Passage for review -
»»

A Kashmiri farmer walks past unmarked graves in Bimyar, west of Srinagar, in 2009. (Photograph: Mukhtar Khan/AP)
Barsamian has published book-length interviews with public intellectuals such as Edward Said, Noam Chomsky, Howard Zinn, Ejaz Ahmed and Tariq Ali (he even makes an appearance as a young, bell-bottom-wearing interviewer in Peter Wintonick's documentary film on Chomsky and Edward Herman's book Manufacturing Consent).
On his more recent trips to India he has done a series of radio interviews with activists, academics, film-makers, journalists and writers (including me). Barsamian's work has taken him to Turkey, Iran, Syria, Lebanon and Pakistan. He has never been deported from any of these countries. So why does the world's largest democracy feel so threatened by this lone, sitar-playing, Urdu-speaking, left-leaning, radio producer? Here is how Barsamian himself explains it:
"It's all about Kashmir. I've done work on Jharkand, Chattisgarh, West Bengal, Narmada dams, farmer suicides, the Gujarat pogrom, and the Binayak Sen case. But it's Kashmir that is at the heart of the Indian state's concerns. The official narrative must not be contested."
News reports about his deportation quoted official "sources" as saying that Barsamian had "violated his visa norms during his visit in 2009-10 by indulging in professional work while holding a tourist visa". Visa norms in India are an interesting peep-hole into the government's concerns and predilections. Using the tattered old banner of the "war on terror", the home ministry has decreed that scholars and academics invited for conferences and seminars require security clearance before they will be given visas. Corporate executives and businessmen do not.
So somebody who wants to invest in a dam, or build a steel plant or a buy a bauxite mine is not considered a security hazard, whereas a scholar who might wish to participate in a seminar about, say, displacement or communalism or rising malnutrition in a globalized economy, is. Terrorists with bad intentions have probably guessed that they are better off wearing Prada suits and pretending they want to buy a mine than admitting that they want to attend a seminar.
David Barsamian did not travel to India to buy a mine or to attend a conference. He just came to talk to people. The complaint against him, according to "official sources" is that he had reported on events in Jammu and Kashmir during his last visit to India and that these reports were "not based on facts". Remember Barsamian is not a reporter, he's a man who has conversations with people, mostly dissidents, about the societies in which they live.
Is it illegal for tourists to talk to people in the countries they visit? Would it be illegal for me to travel to the US or Europe and write about the people I met, even if my writing was "not based on facts"? Who decides which "facts" are correct and which are not? Would Barsamian have been deported if the conversations he recorded had been in praise of the impressive turnouts in Kashmir's elections, instead of about daily life in the densest military occupation in the world (an estimated 600,000 actively deployed armed personnel for a population of 10 million people)?
David Barsamian is not the first person to be deported over the Indian government's sensitivities over Kashmir. Professor Richard Shapiro, an anthropologist from San Francisco, was deported from Delhi airport in November 2010 without being given any reason. It was probably a way of punishing his partner, Angana Chatterji, who is a co-convenor of the international peoples' tribunal on human rights and justice which first chronicled the existence of unmarked mass graves in Kashmir.

««

Exercise requirements -
How would you continue the piece on David Barsamian's deportation from its last sentence? The listing after this is separate material, unconnected to the piece on David Barsamian's deportation.

The data -
»»

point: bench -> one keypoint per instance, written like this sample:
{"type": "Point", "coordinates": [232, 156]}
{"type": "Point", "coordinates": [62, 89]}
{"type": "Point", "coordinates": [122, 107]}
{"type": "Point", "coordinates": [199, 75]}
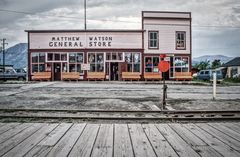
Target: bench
{"type": "Point", "coordinates": [183, 76]}
{"type": "Point", "coordinates": [130, 76]}
{"type": "Point", "coordinates": [152, 76]}
{"type": "Point", "coordinates": [41, 76]}
{"type": "Point", "coordinates": [96, 76]}
{"type": "Point", "coordinates": [70, 76]}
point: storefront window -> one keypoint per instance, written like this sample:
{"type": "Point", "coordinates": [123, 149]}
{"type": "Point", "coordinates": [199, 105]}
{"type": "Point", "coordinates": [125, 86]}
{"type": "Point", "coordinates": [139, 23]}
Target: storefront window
{"type": "Point", "coordinates": [35, 57]}
{"type": "Point", "coordinates": [64, 67]}
{"type": "Point", "coordinates": [72, 58]}
{"type": "Point", "coordinates": [180, 40]}
{"type": "Point", "coordinates": [96, 61]}
{"type": "Point", "coordinates": [133, 61]}
{"type": "Point", "coordinates": [181, 64]}
{"type": "Point", "coordinates": [64, 57]}
{"type": "Point", "coordinates": [114, 56]}
{"type": "Point", "coordinates": [38, 62]}
{"type": "Point", "coordinates": [151, 64]}
{"type": "Point", "coordinates": [57, 56]}
{"type": "Point", "coordinates": [75, 61]}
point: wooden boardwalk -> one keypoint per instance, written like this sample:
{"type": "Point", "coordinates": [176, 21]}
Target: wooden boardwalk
{"type": "Point", "coordinates": [120, 140]}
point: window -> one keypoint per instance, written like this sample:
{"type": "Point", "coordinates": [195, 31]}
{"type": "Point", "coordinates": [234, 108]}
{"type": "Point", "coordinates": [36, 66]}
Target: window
{"type": "Point", "coordinates": [96, 61]}
{"type": "Point", "coordinates": [56, 56]}
{"type": "Point", "coordinates": [151, 64]}
{"type": "Point", "coordinates": [153, 39]}
{"type": "Point", "coordinates": [38, 62]}
{"type": "Point", "coordinates": [75, 61]}
{"type": "Point", "coordinates": [114, 56]}
{"type": "Point", "coordinates": [133, 61]}
{"type": "Point", "coordinates": [181, 64]}
{"type": "Point", "coordinates": [180, 40]}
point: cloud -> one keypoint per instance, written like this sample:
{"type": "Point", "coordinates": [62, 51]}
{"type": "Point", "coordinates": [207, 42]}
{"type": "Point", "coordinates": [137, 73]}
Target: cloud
{"type": "Point", "coordinates": [124, 14]}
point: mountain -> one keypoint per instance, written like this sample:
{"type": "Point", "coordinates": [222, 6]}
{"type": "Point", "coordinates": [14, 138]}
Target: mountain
{"type": "Point", "coordinates": [16, 56]}
{"type": "Point", "coordinates": [211, 58]}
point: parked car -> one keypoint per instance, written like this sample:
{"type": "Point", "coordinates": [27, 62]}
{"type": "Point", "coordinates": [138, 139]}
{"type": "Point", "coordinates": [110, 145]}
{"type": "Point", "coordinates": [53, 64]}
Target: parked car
{"type": "Point", "coordinates": [11, 74]}
{"type": "Point", "coordinates": [207, 75]}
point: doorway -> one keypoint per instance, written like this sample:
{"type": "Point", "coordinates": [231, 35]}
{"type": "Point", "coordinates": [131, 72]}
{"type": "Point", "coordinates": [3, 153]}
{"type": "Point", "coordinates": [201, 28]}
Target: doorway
{"type": "Point", "coordinates": [57, 71]}
{"type": "Point", "coordinates": [114, 72]}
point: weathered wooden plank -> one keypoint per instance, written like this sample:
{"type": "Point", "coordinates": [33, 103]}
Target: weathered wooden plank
{"type": "Point", "coordinates": [55, 135]}
{"type": "Point", "coordinates": [2, 124]}
{"type": "Point", "coordinates": [140, 143]}
{"type": "Point", "coordinates": [13, 131]}
{"type": "Point", "coordinates": [226, 130]}
{"type": "Point", "coordinates": [84, 145]}
{"type": "Point", "coordinates": [122, 142]}
{"type": "Point", "coordinates": [178, 144]}
{"type": "Point", "coordinates": [12, 142]}
{"type": "Point", "coordinates": [187, 135]}
{"type": "Point", "coordinates": [219, 146]}
{"type": "Point", "coordinates": [103, 146]}
{"type": "Point", "coordinates": [31, 141]}
{"type": "Point", "coordinates": [207, 151]}
{"type": "Point", "coordinates": [159, 143]}
{"type": "Point", "coordinates": [42, 148]}
{"type": "Point", "coordinates": [221, 136]}
{"type": "Point", "coordinates": [232, 126]}
{"type": "Point", "coordinates": [7, 127]}
{"type": "Point", "coordinates": [197, 144]}
{"type": "Point", "coordinates": [64, 146]}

««

Answer to this exercise -
In September 2011, May Aquino, from the Asian Federation against Involuntary Disappearances (Afad), Manila, was deported from Delhi airport. Earlier this year, on 28 May, the outspoken Indian democratic rights activist, Gautam Navlakha, was deported to Delhi from Srinagar airport. Farook Abdullah, the former chief minister of Kashmir, justified the deportation, saying that writers like Navlakha and myself had no business entering Kashmir because "Kashmir is not for burning".
Kashmir is in the process of being isolated, cut off from the outside world by two concentric rings of border patrols – in Delhi as well as Srinagar – as though it's already a free country with its own visa regime. Within its borders of course, it's open season for the government and the army. The art of controlling Kashmiri journalists and ordinary people with a deadly combination of bribes, threats, blackmail and a whole spectrum of unutterable cruelty has evolved into a twisted art form.
While the government goes about trying to silence the living, the dead have begun to speak up. Perhaps it was insensitive of Barsamian to plan a trip to Kashmir just when the state human rights commission was finally shamed into officially acknowledging the existence of 2,700 unmarked graves from three districts in Kashmir. Reports of thousands of other graves are pouring in from other districts. Perhaps it is insensitive of the unmarked graves to embarrass the government of India just when India's record is due for review before the UN human rights council.
Apart from Dangerous David, who else is the world's largest democracy afraid of? There's young Lingaram Kodopi an adivasi from Dantewada in the state of Chhattisgarh, who was arrested on 9 September. The police say they caught him red-handed in a market place, while he was handing over protection money from Essar, an iron-ore mining company, to the banned Communist party of India (Maoist). His aunt Soni Sori says that he was picked up by plainclothes policemen in a white Bolero car from his grandfather's house in Palnar village.
Interestingly, even by their own account, the police arrested Lingaram but allowed the Maoists to escape. This is only the latest in a series of bizarre, almost hallucinatory accusations they have made against Lingaram and then withdrawn. His real crime is that he is the only journalist who speaks Gondi, the local language, and who knows how to negotiate the remote forest paths in Dantewada the other war zone in India from which no news must come.
Having signed over vast tracts of indigenous tribal homelands in central India to multinational mining and infrastructure corporations in a series of secret memorandums of understanding, the government has begun to flood the forests with hundreds of thousands of security forces. All resistance, armed as well as unarmed has been branded "Maoist" (In Kashmir they are all "jihadi elements").
As the civil war grows deadlier, hundreds of villages have been burnt to the ground. Thousands of adivasis have fled as refugees into neighboring states. Hundreds of thousands are living terrified lives hiding in the forests. Paramilitary forces have laid siege to the forest, making trips to the markets for essential provisions and medicines a nightmare for villagers. Untold numbers of nameless people are in jail, charged with sedition and waging war on the state, with no lawyers to defend them. Very little news comes out of those forests, and there are no body counts.
So it's not hard to see why young Lingaram Kodopi poses such a threat. Before he trained to become a journalist, he was a driver in Dantewada. In 2009 the police arrested him and confiscated his Jeep. He was locked up in a small toilet for 40 days where he was pressurized to become a special police officer (SPO) in the Salwa Judum, the government-sponsored vigilante army that was at the time tasked with forcing people to flee from their villages (the Salwa Judum has since been declared unconstitutional by the supreme court).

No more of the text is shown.